**Instructions to follow:**
Write the records below out in full, character for character, with no pictures.

**Material for this task:**
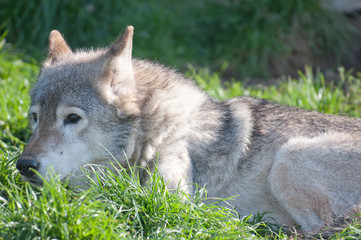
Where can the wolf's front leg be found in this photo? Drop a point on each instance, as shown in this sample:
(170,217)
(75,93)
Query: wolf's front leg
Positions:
(177,172)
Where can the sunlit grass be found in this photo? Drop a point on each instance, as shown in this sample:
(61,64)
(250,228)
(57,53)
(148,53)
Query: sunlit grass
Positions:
(116,206)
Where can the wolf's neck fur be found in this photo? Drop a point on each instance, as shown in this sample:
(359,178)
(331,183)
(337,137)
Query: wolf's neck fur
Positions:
(174,111)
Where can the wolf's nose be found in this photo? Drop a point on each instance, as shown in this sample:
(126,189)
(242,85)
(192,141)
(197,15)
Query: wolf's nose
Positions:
(26,165)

**Answer to this task:**
Where can the wolf's front leg be found in this photo? Drop a point on each instance, as shown in this sample:
(170,217)
(75,93)
Query: wolf's front leg
Positions:
(177,172)
Where can the sunlit grass be found in this photo? Drop a point on each instance, as shown in this sample:
(61,64)
(250,228)
(57,53)
(148,53)
Query: sunlit grass
Positions:
(116,206)
Where can the wolf's neck fur be found in this photo? Drop a point on each instance, as shown in this sample:
(359,178)
(331,183)
(337,137)
Query: wolf's neck fur
Positions:
(174,111)
Where can the wolf's nose be found in this photo? Drop a point on each instance, as shown in this sample:
(126,189)
(242,85)
(192,141)
(197,15)
Query: wolf's nose
Positions:
(26,165)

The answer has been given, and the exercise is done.